CHALLENGE A:
Reproduce word for word the passage of the SQL Server column-length text that begins at the words "You may be well" and stops after "row is updated.".

◆ ◆ ◆ ◆

Did you know? -- Altering the length of a fixed-length column

You may be well aware that if you alter the length of a column to a larger value, that SQL Server doesn’t go through all the rows at the time you issue the ALTER. The ALTER is a metadata only change, and the actual movement of data doesn’t happen until a row is updated.

However, SQL Server does not reuse the original bytes in the row when a row’s length is altered. You may end up not being able to use the full allowable row length if you’ve altered column lengths.

Here’s the example. Create a table with two large char columns and a smallint. The initial length of each row will be just a bit more than 3000 bytes, out of a maximum row length of 8060 bytes.

CREATE TABLE bigchange

(col1 smallint, col2 char(2000), col3 char(1000));

GO

 

Now alter the second column to increase its length to 3000 bytes. The length of a row should now be just a bit more than 4000 bytes.

◆ ◆ ◆ ◆

CHALLENGE B:
State only the number of lines in the entries below that contain the string "beige", counting case as significant.

STORED ROWS:
◆ ◆ ◆ ◆

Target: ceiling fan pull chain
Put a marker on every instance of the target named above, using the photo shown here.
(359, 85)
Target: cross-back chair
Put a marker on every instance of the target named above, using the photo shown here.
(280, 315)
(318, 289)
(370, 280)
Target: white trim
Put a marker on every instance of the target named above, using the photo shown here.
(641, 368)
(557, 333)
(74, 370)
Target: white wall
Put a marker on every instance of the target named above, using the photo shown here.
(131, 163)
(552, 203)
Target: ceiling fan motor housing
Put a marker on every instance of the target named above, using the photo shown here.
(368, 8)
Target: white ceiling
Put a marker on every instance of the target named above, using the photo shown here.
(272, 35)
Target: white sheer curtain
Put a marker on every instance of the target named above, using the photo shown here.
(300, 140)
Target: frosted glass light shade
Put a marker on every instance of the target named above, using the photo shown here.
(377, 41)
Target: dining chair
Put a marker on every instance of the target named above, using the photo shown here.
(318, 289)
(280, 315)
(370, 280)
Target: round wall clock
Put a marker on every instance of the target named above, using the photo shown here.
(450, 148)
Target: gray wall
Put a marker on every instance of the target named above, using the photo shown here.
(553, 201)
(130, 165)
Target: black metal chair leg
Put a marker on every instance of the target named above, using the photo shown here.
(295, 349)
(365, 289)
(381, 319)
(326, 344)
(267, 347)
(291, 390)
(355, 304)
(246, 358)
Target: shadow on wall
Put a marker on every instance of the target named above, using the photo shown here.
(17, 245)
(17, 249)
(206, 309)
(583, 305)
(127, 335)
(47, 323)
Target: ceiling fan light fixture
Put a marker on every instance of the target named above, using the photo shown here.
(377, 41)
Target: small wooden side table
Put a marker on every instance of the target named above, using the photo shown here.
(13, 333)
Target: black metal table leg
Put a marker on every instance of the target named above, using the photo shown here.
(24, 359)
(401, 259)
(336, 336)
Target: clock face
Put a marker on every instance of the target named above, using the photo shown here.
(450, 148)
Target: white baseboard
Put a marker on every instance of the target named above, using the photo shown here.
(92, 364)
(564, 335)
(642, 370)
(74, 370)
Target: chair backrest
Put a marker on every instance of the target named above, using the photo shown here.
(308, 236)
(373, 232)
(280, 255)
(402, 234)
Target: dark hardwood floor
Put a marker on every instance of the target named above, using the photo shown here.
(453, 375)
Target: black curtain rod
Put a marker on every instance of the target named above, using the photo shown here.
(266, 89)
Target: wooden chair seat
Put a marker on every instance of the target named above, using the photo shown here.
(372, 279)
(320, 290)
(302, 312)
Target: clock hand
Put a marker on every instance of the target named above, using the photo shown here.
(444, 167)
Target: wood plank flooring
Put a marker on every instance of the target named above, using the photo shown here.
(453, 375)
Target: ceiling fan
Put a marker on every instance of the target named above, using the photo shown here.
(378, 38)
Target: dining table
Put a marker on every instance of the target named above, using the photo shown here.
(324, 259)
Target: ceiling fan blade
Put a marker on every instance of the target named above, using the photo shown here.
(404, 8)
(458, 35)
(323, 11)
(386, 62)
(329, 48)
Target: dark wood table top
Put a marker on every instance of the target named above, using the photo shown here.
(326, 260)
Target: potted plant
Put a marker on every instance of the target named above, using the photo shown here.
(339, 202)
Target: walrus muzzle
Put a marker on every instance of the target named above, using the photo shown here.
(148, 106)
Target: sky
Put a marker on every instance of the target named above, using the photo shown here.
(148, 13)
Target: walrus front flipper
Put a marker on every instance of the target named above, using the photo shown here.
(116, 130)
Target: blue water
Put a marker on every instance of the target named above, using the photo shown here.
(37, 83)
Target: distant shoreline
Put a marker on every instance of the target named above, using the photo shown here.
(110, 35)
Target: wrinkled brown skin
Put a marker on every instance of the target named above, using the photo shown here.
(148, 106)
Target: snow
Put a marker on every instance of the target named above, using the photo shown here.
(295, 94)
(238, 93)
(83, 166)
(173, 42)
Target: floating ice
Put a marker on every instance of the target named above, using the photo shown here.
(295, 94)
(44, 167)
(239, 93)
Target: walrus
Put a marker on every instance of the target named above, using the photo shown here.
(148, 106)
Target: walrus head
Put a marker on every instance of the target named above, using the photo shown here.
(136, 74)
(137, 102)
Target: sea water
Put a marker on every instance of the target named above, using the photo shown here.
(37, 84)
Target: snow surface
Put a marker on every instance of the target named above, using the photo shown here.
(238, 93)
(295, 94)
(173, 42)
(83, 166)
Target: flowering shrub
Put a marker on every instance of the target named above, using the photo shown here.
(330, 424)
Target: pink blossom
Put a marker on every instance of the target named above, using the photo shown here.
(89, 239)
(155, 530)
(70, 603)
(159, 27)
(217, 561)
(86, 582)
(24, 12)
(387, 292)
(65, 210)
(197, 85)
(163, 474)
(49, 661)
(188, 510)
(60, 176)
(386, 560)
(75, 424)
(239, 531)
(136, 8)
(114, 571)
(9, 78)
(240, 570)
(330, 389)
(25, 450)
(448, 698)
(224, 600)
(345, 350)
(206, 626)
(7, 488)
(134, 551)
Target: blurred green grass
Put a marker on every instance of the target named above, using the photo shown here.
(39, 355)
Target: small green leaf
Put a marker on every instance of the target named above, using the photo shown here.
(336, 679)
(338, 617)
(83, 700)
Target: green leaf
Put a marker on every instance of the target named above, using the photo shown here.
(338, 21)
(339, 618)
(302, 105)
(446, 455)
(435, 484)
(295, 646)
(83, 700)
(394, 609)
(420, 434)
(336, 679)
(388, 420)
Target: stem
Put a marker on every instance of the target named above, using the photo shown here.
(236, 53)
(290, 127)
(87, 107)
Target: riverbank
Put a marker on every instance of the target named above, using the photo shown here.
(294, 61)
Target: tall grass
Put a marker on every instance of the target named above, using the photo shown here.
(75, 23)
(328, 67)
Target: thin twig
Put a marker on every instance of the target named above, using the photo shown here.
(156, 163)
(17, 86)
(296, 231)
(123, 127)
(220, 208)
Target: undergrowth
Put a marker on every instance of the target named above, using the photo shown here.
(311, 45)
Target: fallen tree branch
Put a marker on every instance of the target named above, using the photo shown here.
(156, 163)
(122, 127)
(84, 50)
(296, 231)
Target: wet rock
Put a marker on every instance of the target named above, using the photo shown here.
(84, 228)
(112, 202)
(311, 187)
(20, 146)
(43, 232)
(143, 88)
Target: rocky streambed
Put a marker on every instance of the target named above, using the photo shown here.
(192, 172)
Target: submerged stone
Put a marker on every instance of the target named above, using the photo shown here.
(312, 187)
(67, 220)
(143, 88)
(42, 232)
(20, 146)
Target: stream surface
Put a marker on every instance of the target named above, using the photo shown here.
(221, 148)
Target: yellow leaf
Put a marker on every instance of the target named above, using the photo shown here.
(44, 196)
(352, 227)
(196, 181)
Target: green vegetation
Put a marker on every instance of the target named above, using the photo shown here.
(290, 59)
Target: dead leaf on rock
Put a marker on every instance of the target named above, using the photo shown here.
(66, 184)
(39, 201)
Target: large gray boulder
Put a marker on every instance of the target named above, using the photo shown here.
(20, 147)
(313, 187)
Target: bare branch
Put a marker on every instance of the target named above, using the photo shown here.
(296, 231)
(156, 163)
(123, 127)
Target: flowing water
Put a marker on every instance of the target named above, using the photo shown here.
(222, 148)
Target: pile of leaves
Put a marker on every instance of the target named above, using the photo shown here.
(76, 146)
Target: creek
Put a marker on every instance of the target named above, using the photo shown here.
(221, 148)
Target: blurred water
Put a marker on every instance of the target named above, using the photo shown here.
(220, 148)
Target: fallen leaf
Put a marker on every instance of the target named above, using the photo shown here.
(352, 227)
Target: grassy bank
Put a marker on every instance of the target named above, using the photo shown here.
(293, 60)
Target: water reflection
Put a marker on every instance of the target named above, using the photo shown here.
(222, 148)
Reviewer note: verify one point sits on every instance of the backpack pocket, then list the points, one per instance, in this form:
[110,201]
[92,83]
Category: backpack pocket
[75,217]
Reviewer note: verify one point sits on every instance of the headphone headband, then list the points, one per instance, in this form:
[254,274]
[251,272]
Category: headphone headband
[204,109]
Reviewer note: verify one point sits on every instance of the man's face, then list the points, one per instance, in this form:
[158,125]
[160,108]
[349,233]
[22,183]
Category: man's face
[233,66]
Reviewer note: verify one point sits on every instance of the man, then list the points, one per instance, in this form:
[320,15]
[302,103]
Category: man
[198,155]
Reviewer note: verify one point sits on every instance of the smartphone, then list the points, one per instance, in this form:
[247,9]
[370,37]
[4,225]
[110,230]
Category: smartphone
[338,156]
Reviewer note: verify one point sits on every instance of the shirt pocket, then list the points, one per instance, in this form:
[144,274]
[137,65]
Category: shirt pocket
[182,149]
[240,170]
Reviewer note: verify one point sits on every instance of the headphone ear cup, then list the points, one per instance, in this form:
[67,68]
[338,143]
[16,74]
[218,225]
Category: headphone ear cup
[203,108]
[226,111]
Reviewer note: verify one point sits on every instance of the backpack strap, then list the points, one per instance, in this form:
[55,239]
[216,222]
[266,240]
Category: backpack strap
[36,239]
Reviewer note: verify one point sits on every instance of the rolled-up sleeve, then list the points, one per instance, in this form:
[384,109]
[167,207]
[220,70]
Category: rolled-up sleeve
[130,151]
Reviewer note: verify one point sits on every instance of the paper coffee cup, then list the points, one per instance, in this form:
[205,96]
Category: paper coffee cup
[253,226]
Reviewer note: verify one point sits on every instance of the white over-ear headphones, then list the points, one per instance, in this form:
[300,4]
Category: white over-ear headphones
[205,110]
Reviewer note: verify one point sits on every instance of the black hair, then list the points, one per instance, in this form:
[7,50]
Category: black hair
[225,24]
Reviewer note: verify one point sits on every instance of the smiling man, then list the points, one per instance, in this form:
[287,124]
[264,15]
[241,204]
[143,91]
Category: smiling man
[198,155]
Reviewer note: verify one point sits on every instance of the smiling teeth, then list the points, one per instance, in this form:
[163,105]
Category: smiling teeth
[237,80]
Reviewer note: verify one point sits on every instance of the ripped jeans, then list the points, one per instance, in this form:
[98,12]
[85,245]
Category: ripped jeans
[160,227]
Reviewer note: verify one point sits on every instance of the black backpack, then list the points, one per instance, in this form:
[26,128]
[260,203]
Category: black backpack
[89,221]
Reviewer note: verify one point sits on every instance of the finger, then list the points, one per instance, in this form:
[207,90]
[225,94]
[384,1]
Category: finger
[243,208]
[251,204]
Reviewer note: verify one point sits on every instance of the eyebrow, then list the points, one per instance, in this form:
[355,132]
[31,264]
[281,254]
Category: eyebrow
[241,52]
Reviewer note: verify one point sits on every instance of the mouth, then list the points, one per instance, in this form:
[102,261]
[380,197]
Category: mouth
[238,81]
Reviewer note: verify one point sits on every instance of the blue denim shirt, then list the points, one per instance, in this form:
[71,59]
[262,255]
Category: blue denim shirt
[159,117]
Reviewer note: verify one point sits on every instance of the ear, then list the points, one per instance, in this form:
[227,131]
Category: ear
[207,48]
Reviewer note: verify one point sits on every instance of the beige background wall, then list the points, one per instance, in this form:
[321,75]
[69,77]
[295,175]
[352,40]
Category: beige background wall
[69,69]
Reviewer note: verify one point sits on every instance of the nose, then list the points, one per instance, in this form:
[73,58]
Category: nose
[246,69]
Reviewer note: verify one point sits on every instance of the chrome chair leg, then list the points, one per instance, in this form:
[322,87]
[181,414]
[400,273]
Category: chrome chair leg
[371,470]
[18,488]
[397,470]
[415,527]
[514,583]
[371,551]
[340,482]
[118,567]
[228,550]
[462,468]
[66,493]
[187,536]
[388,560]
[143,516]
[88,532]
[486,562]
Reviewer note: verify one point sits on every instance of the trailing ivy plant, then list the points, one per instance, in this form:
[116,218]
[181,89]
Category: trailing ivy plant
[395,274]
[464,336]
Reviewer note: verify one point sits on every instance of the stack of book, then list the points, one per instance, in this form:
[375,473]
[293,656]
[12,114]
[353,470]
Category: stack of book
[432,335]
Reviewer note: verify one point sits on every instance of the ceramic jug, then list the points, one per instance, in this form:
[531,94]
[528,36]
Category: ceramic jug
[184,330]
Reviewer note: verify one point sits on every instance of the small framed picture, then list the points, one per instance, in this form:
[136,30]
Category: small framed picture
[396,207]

◆ ◆ ◆ ◆

PROBLEM SOLUTION A:
You may be well aware that if you alter the length of a column to a larger value, that SQL Server doesn’t go through all the rows at the time you issue the ALTER. The ALTER is a metadata only change, and the actual movement of data doesn’t happen until a row is updated.

PROBLEM SOLUTION B:
2